Could you recast the material, from its first line through the line with "left=241, top=420, right=393, bottom=500", as a two-column CSV headed request and box, with one row per request, each field in quotation marks and line breaks turned into spaces? Leave the pictures out.
#### Input data ####
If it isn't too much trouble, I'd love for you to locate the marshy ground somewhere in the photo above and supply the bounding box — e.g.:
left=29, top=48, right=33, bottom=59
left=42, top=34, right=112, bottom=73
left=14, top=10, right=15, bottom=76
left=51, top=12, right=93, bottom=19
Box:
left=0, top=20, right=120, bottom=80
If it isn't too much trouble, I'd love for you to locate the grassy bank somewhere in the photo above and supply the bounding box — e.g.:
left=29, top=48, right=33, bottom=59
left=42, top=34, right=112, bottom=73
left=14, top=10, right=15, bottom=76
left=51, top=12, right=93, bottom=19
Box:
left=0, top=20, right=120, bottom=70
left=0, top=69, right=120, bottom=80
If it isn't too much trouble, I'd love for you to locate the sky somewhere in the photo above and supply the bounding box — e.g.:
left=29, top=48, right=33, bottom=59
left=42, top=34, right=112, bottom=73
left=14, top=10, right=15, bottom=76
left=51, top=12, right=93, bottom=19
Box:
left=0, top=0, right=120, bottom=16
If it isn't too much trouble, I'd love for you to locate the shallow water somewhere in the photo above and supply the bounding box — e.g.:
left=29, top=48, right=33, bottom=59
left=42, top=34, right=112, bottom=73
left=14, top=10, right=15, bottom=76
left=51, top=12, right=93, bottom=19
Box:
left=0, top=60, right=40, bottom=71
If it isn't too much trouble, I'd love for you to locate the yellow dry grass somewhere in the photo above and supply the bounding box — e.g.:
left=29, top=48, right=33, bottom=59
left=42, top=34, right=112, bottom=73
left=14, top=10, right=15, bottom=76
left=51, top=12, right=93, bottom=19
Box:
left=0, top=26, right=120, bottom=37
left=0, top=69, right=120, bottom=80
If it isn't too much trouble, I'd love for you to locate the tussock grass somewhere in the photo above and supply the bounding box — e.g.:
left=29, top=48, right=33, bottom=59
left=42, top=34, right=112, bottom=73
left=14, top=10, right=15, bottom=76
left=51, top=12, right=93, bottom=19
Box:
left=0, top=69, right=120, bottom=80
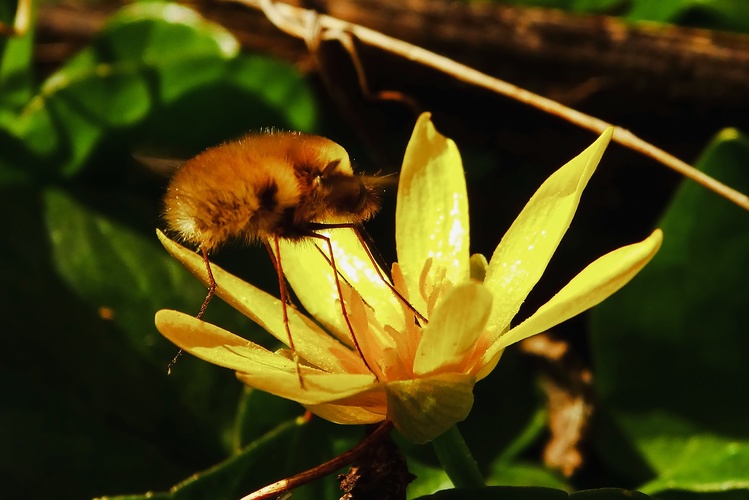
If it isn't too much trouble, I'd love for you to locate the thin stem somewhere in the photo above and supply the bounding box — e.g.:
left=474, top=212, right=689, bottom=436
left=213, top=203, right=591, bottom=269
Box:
left=432, top=425, right=486, bottom=488
left=241, top=420, right=393, bottom=500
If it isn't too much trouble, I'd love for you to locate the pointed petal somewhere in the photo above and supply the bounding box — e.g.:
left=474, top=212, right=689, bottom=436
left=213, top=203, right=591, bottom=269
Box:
left=279, top=229, right=404, bottom=343
left=484, top=128, right=613, bottom=332
left=155, top=309, right=295, bottom=372
left=385, top=373, right=475, bottom=443
left=305, top=403, right=385, bottom=425
left=484, top=229, right=663, bottom=361
left=413, top=283, right=492, bottom=375
left=156, top=310, right=379, bottom=404
left=158, top=231, right=367, bottom=373
left=395, top=113, right=469, bottom=313
left=237, top=372, right=380, bottom=405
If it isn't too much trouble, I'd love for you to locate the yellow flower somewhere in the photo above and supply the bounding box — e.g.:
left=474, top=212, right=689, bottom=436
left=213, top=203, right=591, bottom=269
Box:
left=156, top=114, right=662, bottom=442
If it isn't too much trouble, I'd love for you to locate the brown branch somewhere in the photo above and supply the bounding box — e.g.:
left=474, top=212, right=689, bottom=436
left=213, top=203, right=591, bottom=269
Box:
left=241, top=421, right=393, bottom=500
left=38, top=0, right=749, bottom=108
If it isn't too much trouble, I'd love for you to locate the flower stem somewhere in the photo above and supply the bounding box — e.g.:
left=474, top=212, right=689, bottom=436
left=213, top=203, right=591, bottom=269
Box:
left=432, top=425, right=485, bottom=488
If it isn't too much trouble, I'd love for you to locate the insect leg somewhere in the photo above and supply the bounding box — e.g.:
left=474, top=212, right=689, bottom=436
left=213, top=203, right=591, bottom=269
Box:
left=166, top=244, right=218, bottom=375
left=302, top=231, right=379, bottom=381
left=311, top=222, right=429, bottom=325
left=351, top=226, right=429, bottom=326
left=195, top=247, right=218, bottom=319
left=265, top=234, right=304, bottom=389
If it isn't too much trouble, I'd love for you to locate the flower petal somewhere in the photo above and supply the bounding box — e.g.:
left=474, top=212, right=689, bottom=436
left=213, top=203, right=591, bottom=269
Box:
left=155, top=309, right=296, bottom=372
left=478, top=229, right=663, bottom=379
left=237, top=372, right=381, bottom=406
left=157, top=231, right=368, bottom=373
left=484, top=128, right=613, bottom=333
left=395, top=113, right=469, bottom=313
left=279, top=228, right=404, bottom=344
left=413, top=283, right=492, bottom=375
left=385, top=373, right=476, bottom=443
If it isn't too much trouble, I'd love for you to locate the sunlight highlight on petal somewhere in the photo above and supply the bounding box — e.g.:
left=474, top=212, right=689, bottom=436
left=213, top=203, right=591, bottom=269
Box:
left=395, top=113, right=469, bottom=311
left=484, top=128, right=613, bottom=331
left=413, top=283, right=492, bottom=375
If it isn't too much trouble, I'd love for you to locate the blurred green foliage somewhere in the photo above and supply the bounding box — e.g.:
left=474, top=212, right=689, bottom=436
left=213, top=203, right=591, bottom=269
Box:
left=0, top=0, right=749, bottom=500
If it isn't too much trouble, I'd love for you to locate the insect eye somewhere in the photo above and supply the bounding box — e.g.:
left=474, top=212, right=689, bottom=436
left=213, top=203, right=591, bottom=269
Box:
left=320, top=159, right=341, bottom=177
left=353, top=180, right=369, bottom=212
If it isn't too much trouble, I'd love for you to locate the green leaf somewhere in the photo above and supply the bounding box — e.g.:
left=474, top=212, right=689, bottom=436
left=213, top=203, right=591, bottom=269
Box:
left=0, top=3, right=315, bottom=176
left=419, top=486, right=650, bottom=500
left=0, top=2, right=35, bottom=123
left=592, top=129, right=749, bottom=492
left=105, top=418, right=364, bottom=500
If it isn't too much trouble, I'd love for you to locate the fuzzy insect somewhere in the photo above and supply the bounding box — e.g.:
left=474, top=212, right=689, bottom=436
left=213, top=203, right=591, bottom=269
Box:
left=164, top=132, right=400, bottom=386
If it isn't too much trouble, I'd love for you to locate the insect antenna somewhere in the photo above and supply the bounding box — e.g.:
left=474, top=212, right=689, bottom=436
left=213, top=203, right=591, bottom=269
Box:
left=263, top=234, right=306, bottom=389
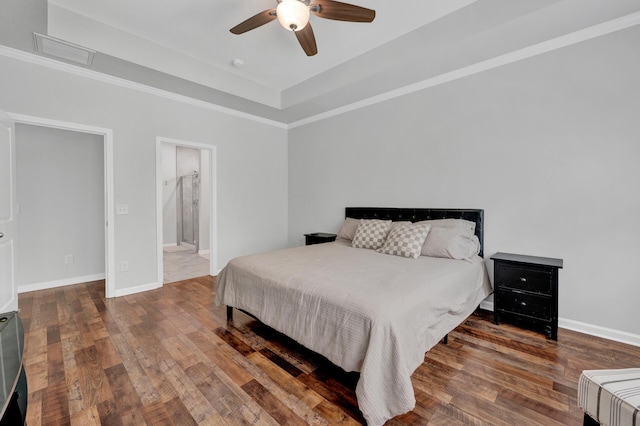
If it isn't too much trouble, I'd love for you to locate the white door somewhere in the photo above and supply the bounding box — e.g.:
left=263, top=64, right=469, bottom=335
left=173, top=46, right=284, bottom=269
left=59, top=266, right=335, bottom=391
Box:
left=0, top=111, right=18, bottom=312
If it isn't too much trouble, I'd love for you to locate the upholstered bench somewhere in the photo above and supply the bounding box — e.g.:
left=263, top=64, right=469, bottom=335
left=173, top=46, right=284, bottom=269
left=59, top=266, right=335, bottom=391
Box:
left=578, top=368, right=640, bottom=426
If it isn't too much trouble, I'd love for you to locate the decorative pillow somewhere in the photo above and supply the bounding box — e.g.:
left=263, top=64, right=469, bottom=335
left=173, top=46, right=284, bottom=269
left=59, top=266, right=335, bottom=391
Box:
left=376, top=223, right=431, bottom=259
left=420, top=227, right=480, bottom=259
left=336, top=217, right=360, bottom=241
left=416, top=219, right=476, bottom=236
left=351, top=219, right=391, bottom=250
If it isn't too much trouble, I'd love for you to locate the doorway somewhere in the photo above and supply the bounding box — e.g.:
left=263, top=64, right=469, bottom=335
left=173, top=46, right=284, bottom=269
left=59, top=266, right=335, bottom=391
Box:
left=156, top=138, right=217, bottom=286
left=9, top=114, right=116, bottom=298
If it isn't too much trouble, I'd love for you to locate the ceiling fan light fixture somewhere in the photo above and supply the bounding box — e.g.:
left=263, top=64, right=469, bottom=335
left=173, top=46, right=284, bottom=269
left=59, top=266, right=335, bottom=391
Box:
left=276, top=0, right=309, bottom=31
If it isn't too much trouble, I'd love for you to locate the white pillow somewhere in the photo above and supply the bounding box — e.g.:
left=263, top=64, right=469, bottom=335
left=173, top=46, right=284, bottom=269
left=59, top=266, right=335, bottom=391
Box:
left=416, top=219, right=476, bottom=236
left=336, top=217, right=360, bottom=241
left=351, top=219, right=391, bottom=250
left=420, top=227, right=480, bottom=259
left=376, top=222, right=431, bottom=259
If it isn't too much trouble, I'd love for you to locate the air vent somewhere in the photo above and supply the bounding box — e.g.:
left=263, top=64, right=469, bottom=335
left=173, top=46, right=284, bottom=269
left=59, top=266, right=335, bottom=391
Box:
left=33, top=33, right=96, bottom=67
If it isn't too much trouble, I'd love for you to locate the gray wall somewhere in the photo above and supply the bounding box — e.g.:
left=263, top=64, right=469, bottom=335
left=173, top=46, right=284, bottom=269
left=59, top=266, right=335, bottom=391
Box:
left=289, top=28, right=640, bottom=335
left=16, top=124, right=105, bottom=287
left=0, top=52, right=288, bottom=293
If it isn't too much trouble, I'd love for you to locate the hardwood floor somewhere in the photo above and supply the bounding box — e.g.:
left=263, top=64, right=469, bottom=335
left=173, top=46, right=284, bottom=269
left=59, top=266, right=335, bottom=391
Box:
left=19, top=277, right=640, bottom=426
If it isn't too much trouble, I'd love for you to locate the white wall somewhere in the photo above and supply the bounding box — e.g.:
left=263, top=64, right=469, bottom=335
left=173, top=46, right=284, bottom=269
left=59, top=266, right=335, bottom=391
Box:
left=289, top=28, right=640, bottom=336
left=16, top=124, right=105, bottom=289
left=0, top=52, right=287, bottom=294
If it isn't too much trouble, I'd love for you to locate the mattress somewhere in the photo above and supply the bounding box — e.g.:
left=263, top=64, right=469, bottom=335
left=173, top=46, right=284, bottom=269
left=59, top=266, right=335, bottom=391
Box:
left=216, top=242, right=492, bottom=425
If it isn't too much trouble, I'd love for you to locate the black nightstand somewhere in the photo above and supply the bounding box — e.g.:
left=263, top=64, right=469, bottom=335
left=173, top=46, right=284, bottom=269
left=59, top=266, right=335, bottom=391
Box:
left=304, top=232, right=337, bottom=246
left=491, top=253, right=562, bottom=340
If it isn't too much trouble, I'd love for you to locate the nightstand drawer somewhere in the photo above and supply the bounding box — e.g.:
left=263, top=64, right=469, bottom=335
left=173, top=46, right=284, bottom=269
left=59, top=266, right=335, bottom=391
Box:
left=496, top=263, right=551, bottom=295
left=498, top=291, right=551, bottom=320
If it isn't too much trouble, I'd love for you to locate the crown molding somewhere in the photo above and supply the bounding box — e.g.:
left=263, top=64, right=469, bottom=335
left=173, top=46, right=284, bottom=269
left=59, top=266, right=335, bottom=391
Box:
left=0, top=45, right=287, bottom=129
left=288, top=12, right=640, bottom=129
left=0, top=12, right=640, bottom=130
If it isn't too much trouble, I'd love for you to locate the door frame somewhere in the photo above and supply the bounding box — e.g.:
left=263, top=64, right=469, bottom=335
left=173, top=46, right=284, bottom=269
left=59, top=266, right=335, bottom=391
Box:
left=8, top=113, right=116, bottom=298
left=156, top=136, right=218, bottom=288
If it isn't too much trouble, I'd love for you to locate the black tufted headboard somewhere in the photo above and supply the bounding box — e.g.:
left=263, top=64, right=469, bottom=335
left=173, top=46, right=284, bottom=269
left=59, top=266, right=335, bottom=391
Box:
left=345, top=207, right=484, bottom=256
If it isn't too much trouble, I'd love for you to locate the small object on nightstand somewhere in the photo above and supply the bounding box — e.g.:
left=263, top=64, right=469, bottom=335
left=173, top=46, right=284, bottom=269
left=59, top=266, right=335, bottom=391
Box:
left=304, top=232, right=337, bottom=246
left=491, top=253, right=562, bottom=340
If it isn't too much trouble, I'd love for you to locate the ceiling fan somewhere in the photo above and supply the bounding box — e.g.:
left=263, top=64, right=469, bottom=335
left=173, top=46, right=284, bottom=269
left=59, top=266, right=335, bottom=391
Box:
left=229, top=0, right=376, bottom=56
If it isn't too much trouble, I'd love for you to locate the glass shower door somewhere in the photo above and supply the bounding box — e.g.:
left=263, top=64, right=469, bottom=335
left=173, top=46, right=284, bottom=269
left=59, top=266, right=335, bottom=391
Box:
left=177, top=171, right=200, bottom=253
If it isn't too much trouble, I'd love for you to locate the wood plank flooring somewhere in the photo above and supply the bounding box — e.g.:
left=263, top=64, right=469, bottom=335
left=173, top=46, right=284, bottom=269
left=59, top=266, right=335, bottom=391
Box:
left=19, top=277, right=640, bottom=426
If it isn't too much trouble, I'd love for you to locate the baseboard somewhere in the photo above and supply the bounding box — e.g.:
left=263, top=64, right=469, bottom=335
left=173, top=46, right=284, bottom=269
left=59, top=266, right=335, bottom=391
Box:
left=558, top=318, right=640, bottom=346
left=480, top=300, right=640, bottom=346
left=116, top=283, right=158, bottom=297
left=18, top=273, right=105, bottom=293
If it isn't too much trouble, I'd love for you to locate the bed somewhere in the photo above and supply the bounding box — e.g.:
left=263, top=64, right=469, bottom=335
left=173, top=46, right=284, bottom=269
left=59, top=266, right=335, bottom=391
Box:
left=216, top=208, right=492, bottom=425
####
Answer below:
request,box
"If it isn't too much trouble, I'd love for you to locate the marshy ground somewhere in the photo above and supply the bounding box — e.g.: left=29, top=48, right=33, bottom=59 left=42, top=34, right=112, bottom=73 left=14, top=10, right=15, bottom=76 left=51, top=12, right=93, bottom=19 Box:","left=0, top=20, right=120, bottom=80"
"If it isn't too much trouble, I'd love for you to locate the grassy bank somewhere in the photo above and supply the bounding box — e.g.: left=29, top=48, right=33, bottom=59 left=42, top=34, right=112, bottom=73 left=14, top=10, right=15, bottom=76 left=51, top=12, right=93, bottom=19 Box:","left=0, top=20, right=120, bottom=70 left=0, top=69, right=120, bottom=80"
"If it isn't too much trouble, I'd love for you to locate the sky somewhere in the photo above and supply the bounding box — e.g.: left=29, top=48, right=33, bottom=59 left=42, top=34, right=112, bottom=73 left=14, top=10, right=15, bottom=76 left=51, top=12, right=93, bottom=19 Box:","left=0, top=0, right=120, bottom=16"
"If it isn't too much trouble, I'd love for you to locate the shallow water somewhere in the photo above and supply the bounding box — e.g.: left=29, top=48, right=33, bottom=59 left=42, top=34, right=112, bottom=73 left=14, top=10, right=15, bottom=76 left=51, top=12, right=93, bottom=19 Box:","left=0, top=60, right=40, bottom=71"
"If it isn't too much trouble, I'd love for you to locate the yellow dry grass somewhere in the photo above and supply the bounding box — e.g.: left=29, top=48, right=33, bottom=59 left=42, top=34, right=112, bottom=73 left=14, top=10, right=15, bottom=76 left=51, top=12, right=93, bottom=19 Box:","left=0, top=26, right=120, bottom=37 left=0, top=69, right=120, bottom=80"
"If it isn't too much trouble, I'd love for you to locate the tussock grass somewhere in the photo above and supply the bounding box — e.g.: left=29, top=48, right=33, bottom=59 left=42, top=34, right=112, bottom=73 left=14, top=10, right=15, bottom=76 left=51, top=12, right=93, bottom=19 Box:","left=0, top=69, right=120, bottom=80"
"If it isn't too much trouble, I'd love for you to locate the thin stem somewhere in the photo above and supply the bounding box — e.g.: left=474, top=212, right=689, bottom=436 left=213, top=203, right=591, bottom=269 Box:","left=432, top=425, right=486, bottom=488 left=241, top=420, right=393, bottom=500"